*Your instructions*: Can you put every line of the entries below into a JSON list of strings, one string per line, leaving out any blank lines?
>> begin Entries
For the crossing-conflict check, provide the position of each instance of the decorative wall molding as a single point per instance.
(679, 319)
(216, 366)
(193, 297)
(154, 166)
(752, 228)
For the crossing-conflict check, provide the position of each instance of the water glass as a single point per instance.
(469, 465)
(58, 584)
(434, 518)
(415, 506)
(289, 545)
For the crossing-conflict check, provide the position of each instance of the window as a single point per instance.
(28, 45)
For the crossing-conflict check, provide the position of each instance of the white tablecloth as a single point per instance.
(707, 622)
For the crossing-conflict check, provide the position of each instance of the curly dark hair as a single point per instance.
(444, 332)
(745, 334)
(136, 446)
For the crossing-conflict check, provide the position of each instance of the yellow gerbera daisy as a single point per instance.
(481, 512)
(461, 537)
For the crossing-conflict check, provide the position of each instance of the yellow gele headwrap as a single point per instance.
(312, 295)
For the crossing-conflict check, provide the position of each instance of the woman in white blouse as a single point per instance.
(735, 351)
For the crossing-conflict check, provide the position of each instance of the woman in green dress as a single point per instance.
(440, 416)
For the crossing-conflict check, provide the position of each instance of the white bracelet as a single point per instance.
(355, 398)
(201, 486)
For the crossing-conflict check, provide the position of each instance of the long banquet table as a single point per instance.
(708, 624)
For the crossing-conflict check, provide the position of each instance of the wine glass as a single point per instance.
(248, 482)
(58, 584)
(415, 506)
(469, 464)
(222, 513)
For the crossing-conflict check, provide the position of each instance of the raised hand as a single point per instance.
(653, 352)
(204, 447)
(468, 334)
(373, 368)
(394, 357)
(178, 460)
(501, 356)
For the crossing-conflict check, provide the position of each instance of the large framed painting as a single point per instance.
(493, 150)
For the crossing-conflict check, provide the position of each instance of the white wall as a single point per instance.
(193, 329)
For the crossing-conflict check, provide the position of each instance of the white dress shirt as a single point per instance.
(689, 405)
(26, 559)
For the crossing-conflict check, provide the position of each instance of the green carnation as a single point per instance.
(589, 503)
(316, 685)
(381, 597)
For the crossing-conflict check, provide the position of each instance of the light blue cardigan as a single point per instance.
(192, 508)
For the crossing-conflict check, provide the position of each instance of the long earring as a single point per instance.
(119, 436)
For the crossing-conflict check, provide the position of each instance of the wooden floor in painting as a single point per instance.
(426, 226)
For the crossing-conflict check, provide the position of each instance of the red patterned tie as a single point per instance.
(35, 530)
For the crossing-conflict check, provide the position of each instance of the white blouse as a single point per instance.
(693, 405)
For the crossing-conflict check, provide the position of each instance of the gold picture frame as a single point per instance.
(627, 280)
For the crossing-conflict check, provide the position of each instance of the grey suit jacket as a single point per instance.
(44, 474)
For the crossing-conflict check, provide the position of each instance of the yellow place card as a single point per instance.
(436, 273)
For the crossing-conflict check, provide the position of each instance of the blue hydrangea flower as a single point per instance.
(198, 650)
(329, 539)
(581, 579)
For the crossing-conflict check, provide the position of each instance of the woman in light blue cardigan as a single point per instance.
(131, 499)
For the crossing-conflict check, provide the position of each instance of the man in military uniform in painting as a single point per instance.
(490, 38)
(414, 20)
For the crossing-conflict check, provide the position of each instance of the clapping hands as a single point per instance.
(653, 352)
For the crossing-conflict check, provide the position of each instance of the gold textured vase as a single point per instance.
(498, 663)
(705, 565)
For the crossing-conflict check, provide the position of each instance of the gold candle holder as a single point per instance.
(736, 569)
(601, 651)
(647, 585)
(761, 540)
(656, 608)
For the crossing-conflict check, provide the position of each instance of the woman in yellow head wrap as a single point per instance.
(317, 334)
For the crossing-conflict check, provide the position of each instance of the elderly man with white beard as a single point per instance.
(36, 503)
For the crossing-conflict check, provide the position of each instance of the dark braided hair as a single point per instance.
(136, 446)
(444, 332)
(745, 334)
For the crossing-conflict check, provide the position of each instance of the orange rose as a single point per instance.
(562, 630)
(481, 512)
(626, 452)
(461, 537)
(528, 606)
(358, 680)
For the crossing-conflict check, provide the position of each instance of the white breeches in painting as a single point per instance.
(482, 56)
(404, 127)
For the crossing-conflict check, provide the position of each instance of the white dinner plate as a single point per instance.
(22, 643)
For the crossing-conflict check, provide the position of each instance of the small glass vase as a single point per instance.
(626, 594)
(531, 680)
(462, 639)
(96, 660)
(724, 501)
>> end Entries
*Solution for this exercise*:
[
  "For the crossing-conflict check, provide the position of each instance of the decorative wall molding as a single point per instance.",
  "(679, 319)",
  "(216, 366)",
  "(193, 297)",
  "(154, 166)",
  "(752, 228)",
  "For the crossing-conflict check, provide the position of each instance of the water glass as a single point per instance.",
  "(469, 465)",
  "(58, 584)",
  "(434, 518)",
  "(415, 506)",
  "(289, 545)",
  "For the crossing-conflict check, provide the position of each instance of the window as a single point per instance.",
  "(28, 45)",
  "For the crossing-conflict check, provide the position of each instance of the white tablecloth as a single point per instance.",
  "(707, 622)",
  "For the crossing-conflict check, provide the position of each instance of the curly dark hair as a single point per instance.",
  "(444, 332)",
  "(745, 334)",
  "(136, 446)",
  "For the crossing-conflict check, provide the position of each instance of the yellow gerbera daisy as a single point per instance.",
  "(481, 512)",
  "(461, 537)",
  "For the crossing-conflict check, provide the position of each instance of the yellow gele headwrap as a single point per instance.",
  "(312, 295)",
  "For the crossing-conflict check, provide the position of each instance of the woman in white blouse as a single point per instance.",
  "(735, 351)",
  "For the crossing-conflict check, provide the position of each instance of the woman in green dress as a single point per instance.",
  "(440, 416)",
  "For the crossing-conflict check, provide the position of each instance of the white bracelet as a single point per instance.",
  "(355, 398)",
  "(201, 486)",
  "For the crossing-conflict check, provide the position of each instance of the long banquet table as a single point per instance.",
  "(708, 624)",
  "For the crossing-conflict check, provide the position of each instance of the wine glass as a single point per instance.",
  "(248, 482)",
  "(58, 584)",
  "(415, 506)",
  "(469, 464)",
  "(222, 513)",
  "For the crossing-conflict check, provide the position of each instance of the raised hand as a single point per instance.",
  "(653, 352)",
  "(204, 447)",
  "(468, 334)",
  "(373, 368)",
  "(394, 357)",
  "(178, 460)",
  "(501, 356)",
  "For the crossing-conflict check, provide the position of each instance of the large framed painting as a single point per instance.",
  "(493, 150)",
  "For the crossing-conflict check, provide the position of each instance of the white wall as a single point per instance.",
  "(193, 329)",
  "For the crossing-conflict check, provide the position of each instance of the white dress shirt as a single point per instance.",
  "(689, 405)",
  "(26, 559)",
  "For the crossing-conflict check, provide the position of each instance of the green carnation as a single point per instance.",
  "(589, 503)",
  "(316, 685)",
  "(381, 597)",
  "For the crossing-conflict check, provide the position of each instance of the light blue cardigan as a single point per instance.",
  "(192, 508)",
  "For the crossing-conflict check, provide the position of each instance of the long earring as a single point per instance.",
  "(119, 436)",
  "For the crossing-conflict check, provide the position of each instance of the wooden floor in painting as a single point per instance.",
  "(426, 226)",
  "For the crossing-conflict check, provide the position of each instance of the red patterned tie as a single point per instance.",
  "(35, 530)",
  "For the crossing-conflict check, provide the position of each instance of the white blouse as a single point per instance.",
  "(693, 405)",
  "For the crossing-conflict check, provide the position of each instance of the gold picture frame as a single point per instance.",
  "(627, 280)",
  "For the crossing-conflict check, provide the position of each instance of the grey suit jacket as a single point per instance.",
  "(44, 474)",
  "For the crossing-conflict check, provide the position of each instance of the yellow place card as a single point per instance.",
  "(436, 273)",
  "For the crossing-conflict check, provide the position of each instance of the blue hydrangea flower as a single point per instance.",
  "(198, 650)",
  "(329, 539)",
  "(581, 579)",
  "For the crossing-conflict check, provide the position of each instance of the woman in light blue cardigan as a single point per instance.",
  "(131, 499)",
  "For the crossing-conflict check, provide the position of each instance of the man in military uniform in painting as a single point per instance.",
  "(490, 38)",
  "(414, 20)",
  "For the crossing-conflict check, provide the position of each instance of the clapping hands as a single point per instance.",
  "(653, 352)",
  "For the crossing-conflict check, provide the position of each instance of the gold textured vase as a single point per instance.",
  "(498, 663)",
  "(705, 565)",
  "For the crossing-conflict check, provide the position of each instance of the gold candle holder as a single point per instance.",
  "(736, 569)",
  "(601, 651)",
  "(647, 585)",
  "(761, 540)",
  "(656, 608)",
  "For the crossing-conflict check, provide the position of each instance of the woman in yellow head wrap as a single point per instance.",
  "(317, 334)",
  "For the crossing-conflict check, provide the position of each instance of the elderly man with white beard as a single point per instance.",
  "(36, 503)",
  "For the crossing-conflict check, provide the position of each instance of the dark braided hair as a single point per instance.",
  "(136, 446)",
  "(444, 332)",
  "(745, 334)",
  "For the crossing-conflict check, provide the position of each instance of the orange rose as a single point per instance.",
  "(562, 630)",
  "(481, 512)",
  "(626, 452)",
  "(461, 537)",
  "(528, 606)",
  "(358, 680)",
  "For the crossing-conflict check, provide the position of each instance of the white breeches in painting as a single point per instance.",
  "(482, 56)",
  "(404, 127)",
  "For the crossing-conflict check, provide the position of each instance of the white dinner plate as a single point per instance.",
  "(22, 643)",
  "For the crossing-conflict check, provide the position of each instance of the small glass vase as a single point per instance.",
  "(626, 594)",
  "(531, 680)",
  "(462, 639)",
  "(96, 660)",
  "(724, 501)"
]